CONSIGNE: Comptez les lignes des enregistrements ci-dessous qui contiennent la chaîne « pink », en tenant compte de la casse. Donnez uniquement ce nombre, s'il vous plaît.
+---+
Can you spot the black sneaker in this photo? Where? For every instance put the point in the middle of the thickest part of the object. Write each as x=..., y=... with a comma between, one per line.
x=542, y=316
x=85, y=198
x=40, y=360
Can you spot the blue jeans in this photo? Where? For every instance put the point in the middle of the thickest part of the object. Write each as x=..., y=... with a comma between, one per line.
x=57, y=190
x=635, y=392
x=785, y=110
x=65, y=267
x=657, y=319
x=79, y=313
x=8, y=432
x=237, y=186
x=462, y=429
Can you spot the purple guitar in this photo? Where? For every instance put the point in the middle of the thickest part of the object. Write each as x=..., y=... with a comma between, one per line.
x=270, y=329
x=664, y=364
+---+
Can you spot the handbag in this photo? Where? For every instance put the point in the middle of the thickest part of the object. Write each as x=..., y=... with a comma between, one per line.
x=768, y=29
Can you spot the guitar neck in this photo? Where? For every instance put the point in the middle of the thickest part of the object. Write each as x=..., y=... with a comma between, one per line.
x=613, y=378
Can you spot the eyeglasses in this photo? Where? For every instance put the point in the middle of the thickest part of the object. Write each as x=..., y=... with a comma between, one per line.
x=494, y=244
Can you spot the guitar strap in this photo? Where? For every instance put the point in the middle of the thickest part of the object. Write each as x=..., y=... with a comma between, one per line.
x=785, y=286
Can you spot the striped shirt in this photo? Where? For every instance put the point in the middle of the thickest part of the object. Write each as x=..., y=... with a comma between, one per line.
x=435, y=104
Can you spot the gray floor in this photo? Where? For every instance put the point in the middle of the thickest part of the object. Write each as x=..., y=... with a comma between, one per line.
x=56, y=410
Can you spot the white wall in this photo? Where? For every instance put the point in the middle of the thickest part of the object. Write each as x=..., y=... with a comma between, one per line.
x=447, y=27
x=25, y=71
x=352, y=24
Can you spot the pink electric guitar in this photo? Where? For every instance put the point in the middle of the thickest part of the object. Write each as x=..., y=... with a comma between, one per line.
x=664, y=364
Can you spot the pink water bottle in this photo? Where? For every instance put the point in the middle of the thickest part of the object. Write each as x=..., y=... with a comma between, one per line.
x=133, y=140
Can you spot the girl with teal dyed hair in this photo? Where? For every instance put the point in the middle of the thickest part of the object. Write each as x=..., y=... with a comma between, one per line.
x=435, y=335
+---+
RÉPONSE: 2